### DATA EXTRACT
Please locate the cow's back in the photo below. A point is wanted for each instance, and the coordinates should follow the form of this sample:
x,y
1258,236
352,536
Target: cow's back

### ACTIVITY
Return the records in full, exactly as they read.

### SOLUTION TO THE EXERCISE
Please locate the cow's back in the photo below. A point is wanted for each instance, and the coordinates should follow the form of this sample:
x,y
1258,236
352,536
Target: cow's back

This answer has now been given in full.